# What the task requires:
Each entry below must come back exactly as written, without its pictures.

******************************

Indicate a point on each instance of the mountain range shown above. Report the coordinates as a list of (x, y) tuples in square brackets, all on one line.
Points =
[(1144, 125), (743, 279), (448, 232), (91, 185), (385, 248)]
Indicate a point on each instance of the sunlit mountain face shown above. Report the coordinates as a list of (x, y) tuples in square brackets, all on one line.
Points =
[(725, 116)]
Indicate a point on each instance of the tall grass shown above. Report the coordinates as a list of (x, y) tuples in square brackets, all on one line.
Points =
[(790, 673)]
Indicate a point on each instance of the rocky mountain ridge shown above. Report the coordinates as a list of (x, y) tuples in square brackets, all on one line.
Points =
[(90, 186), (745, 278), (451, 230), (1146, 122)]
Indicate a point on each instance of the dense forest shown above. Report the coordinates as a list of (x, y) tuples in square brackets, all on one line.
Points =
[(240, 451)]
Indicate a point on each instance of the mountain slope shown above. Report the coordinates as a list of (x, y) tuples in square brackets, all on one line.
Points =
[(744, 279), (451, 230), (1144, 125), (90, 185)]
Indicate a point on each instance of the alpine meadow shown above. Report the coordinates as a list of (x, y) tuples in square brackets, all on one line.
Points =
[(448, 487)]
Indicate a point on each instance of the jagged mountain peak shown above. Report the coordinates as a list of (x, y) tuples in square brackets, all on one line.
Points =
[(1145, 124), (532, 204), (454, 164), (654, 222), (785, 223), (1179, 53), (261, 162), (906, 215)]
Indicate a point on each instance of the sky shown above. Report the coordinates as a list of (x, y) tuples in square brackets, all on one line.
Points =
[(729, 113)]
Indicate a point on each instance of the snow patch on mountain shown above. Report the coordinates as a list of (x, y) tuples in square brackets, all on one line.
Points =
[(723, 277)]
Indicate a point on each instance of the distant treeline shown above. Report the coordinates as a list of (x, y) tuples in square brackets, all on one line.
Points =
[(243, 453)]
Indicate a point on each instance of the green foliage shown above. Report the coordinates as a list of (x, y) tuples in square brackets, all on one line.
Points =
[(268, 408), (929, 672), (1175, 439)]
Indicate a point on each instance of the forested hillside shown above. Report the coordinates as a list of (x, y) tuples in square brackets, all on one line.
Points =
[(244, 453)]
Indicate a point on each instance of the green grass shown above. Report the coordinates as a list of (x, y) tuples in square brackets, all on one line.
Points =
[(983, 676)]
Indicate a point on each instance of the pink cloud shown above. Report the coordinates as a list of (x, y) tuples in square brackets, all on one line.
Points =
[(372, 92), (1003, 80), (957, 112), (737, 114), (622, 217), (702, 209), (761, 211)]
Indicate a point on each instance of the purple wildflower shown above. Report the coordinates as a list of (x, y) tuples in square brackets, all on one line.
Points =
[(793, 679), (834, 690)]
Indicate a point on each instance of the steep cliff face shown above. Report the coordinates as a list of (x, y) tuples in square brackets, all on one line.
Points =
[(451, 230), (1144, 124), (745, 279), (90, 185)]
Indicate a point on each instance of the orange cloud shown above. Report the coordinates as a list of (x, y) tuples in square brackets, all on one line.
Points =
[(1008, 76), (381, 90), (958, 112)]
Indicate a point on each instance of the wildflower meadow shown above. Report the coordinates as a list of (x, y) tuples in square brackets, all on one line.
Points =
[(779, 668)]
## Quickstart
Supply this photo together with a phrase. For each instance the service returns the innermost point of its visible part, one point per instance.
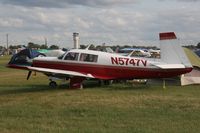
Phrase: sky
(113, 22)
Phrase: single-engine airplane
(79, 64)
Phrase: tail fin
(171, 51)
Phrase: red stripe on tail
(167, 36)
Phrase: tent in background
(194, 76)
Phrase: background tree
(32, 45)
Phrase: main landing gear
(74, 82)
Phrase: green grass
(32, 107)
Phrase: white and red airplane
(79, 64)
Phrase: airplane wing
(170, 66)
(56, 71)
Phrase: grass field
(32, 107)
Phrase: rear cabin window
(88, 57)
(71, 56)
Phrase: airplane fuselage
(108, 66)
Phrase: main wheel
(53, 84)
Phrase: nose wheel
(53, 84)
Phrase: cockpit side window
(71, 56)
(88, 57)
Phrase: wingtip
(167, 36)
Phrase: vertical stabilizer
(171, 51)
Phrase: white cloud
(118, 22)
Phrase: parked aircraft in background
(80, 64)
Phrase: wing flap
(56, 71)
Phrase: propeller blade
(29, 74)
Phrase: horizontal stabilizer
(56, 71)
(167, 36)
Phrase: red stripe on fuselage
(111, 72)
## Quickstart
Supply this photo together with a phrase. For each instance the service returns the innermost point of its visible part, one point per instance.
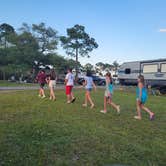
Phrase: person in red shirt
(41, 78)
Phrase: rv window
(163, 67)
(127, 71)
(150, 68)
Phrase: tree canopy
(78, 43)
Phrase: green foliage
(78, 39)
(46, 36)
(88, 66)
(36, 131)
(78, 42)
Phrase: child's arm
(94, 86)
(140, 90)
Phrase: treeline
(31, 47)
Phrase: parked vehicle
(154, 72)
(96, 79)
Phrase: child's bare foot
(152, 116)
(118, 109)
(68, 102)
(73, 100)
(103, 111)
(84, 105)
(92, 106)
(137, 117)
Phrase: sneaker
(137, 117)
(103, 111)
(118, 109)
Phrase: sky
(126, 30)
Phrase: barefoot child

******************************

# Output below:
Indicate a point on each instance of the mountain range shown above. Report the coordinates as a list of (x, y) tuples in square brackets, all on one line.
Points =
[(1144, 125), (743, 279), (448, 232), (91, 185), (385, 248)]
Indicate a point on each instance of the sunlit mountain face shown above. Report the coordinates as a list of (x, y) tuples in square brackets, all on one line.
Points =
[(725, 116)]
Indicate a point on each instance of the tall grass shown above. Report the coordinates as a list of (x, y) tuples in square brackets, all on one line.
Points =
[(790, 673)]
Indicate a point on each instance of the rocky mountain ridge shown above. Report the coordinates as a list of (x, y) tuples in square brackets, all on one line.
Points =
[(90, 186), (745, 278), (451, 230), (1146, 122)]
Indicate a point on each instance of the dense forest shown above. Report the coordinates as a list of (x, y) tuples in square brackets, all on one line.
Points =
[(240, 451)]
Indicate a point on each instance of the mountain slope shown above. Report the coordinates as a list of (x, y) tuples in square brackets, all on one line.
Points =
[(744, 279), (451, 230), (1144, 125), (90, 185)]
Indicate a point on each instance of the alpine meadow shown above. Report the coordinates as a list of (x, y) tuples in square brackets, all on one line.
Points =
[(448, 487)]
Indicate a point on each instance of the jagged mountain peak shown above. Report the coordinates as a list of (x, y) tuples in square brackets, all on one line.
Points =
[(1145, 124), (532, 204), (454, 164), (654, 222), (785, 223), (1179, 53), (261, 162), (906, 215)]
Indicate a point on each instance of the sky shown above. Report the coordinates as a list of (x, y) tuples in square brackets, all on one line.
Points =
[(729, 113)]
Indicate a point on each instance of the snow patch on mountain shown above. Report the coordinates as a list of (x, y) tuples in square brackets, all on one line.
Points =
[(723, 277)]
Indicate a point on each instance of the distant treeline shown above. Report the coordinates as a list of (x, y) tuples in square brackets, all on one line.
Points =
[(243, 453)]
Indicate a point on each instance of the green foliage shown above. Report the coordinates as a list of (x, y) tuples in square brackets, all on one line.
Points =
[(268, 408), (929, 672), (1175, 439)]
Indicate a point on each instance of the forested hillside shown above. Report the coordinates as a list of (x, y) tuples in square brackets, all on one line.
Points =
[(244, 453)]
Indicate a point on each instance of the green grass shown above. Report the coordinates as a list of (x, y) tuples in square brackets, all on one line.
Points =
[(983, 676)]
Indicate a point on each instance of the pink cloud shown above. Report the coordinates as a list of (x, y) tuples in square brackets, all on one line.
Points =
[(372, 92), (1003, 80), (957, 112), (737, 114), (622, 217), (702, 209), (761, 211)]
Indicate a point on each instance of the purple wildflower shown above. Report the coordinates as a list of (x, y) tuples in square brackets, all on one line.
Points =
[(793, 679), (834, 690)]
Indicate a point on each instance of the steep cliff face shown above. Report the coordinates as a list of (x, y) tuples in square brackets, all on one line.
Points =
[(451, 230), (1144, 124), (745, 279), (90, 185)]
Indicate a point on each instance of the orange cloud shown above. Report the coordinates as a list of (x, y) tuples in square brackets, all on one line.
Points =
[(1008, 76), (381, 90), (958, 112)]
Indicate a point on each instance of the wildflower meadow shown above. Report the coordinates as a list of (x, y) tuples in square brackets, all on one line.
Points =
[(779, 668)]
## Quickstart
Supply this photo together with a phrase. For each instance the service returns the innermost point of its visible part, one point per instance.
Phrase: sky
(113, 22)
Phrase: single-engine airplane
(79, 64)
Phrase: tail fin
(171, 51)
Phrase: red stripe on tail
(167, 36)
Phrase: tent in background
(194, 76)
Phrase: background tree
(32, 45)
Phrase: main landing gear
(74, 82)
Phrase: green grass
(32, 107)
Phrase: white and red airplane
(79, 64)
Phrase: airplane wing
(170, 66)
(56, 71)
Phrase: grass field
(32, 107)
Phrase: rear cabin window
(88, 57)
(71, 56)
Phrase: airplane fuselage
(108, 66)
Phrase: main wheel
(53, 84)
Phrase: nose wheel
(53, 84)
Phrase: cockpit side window
(71, 56)
(88, 57)
Phrase: wingtip
(167, 36)
Phrase: vertical stabilizer
(171, 51)
Phrase: white cloud
(118, 22)
Phrase: parked aircraft in background
(80, 64)
Phrase: wing flap
(56, 71)
Phrase: propeller blade
(29, 74)
Phrase: horizontal stabilizer
(56, 71)
(167, 36)
Phrase: red stripe on fuselage
(111, 72)
## Quickstart
Supply this photo together with a phrase. For each instance the service returns the innermost point of its visible part, one point per instance.
Phrase: person in red shirt
(41, 78)
Phrase: rv window
(163, 67)
(127, 71)
(150, 68)
Phrase: tree canopy
(78, 43)
Phrase: green foliage
(78, 39)
(46, 36)
(88, 66)
(36, 131)
(78, 42)
Phrase: child's arm
(94, 86)
(140, 90)
Phrase: treeline
(31, 47)
Phrase: parked vehicle
(154, 72)
(96, 79)
Phrase: child's bare foot
(152, 116)
(118, 109)
(68, 102)
(73, 100)
(103, 111)
(84, 105)
(92, 106)
(137, 117)
Phrase: sneaker
(137, 117)
(103, 111)
(118, 109)
Phrase: sky
(126, 30)
Phrase: barefoot child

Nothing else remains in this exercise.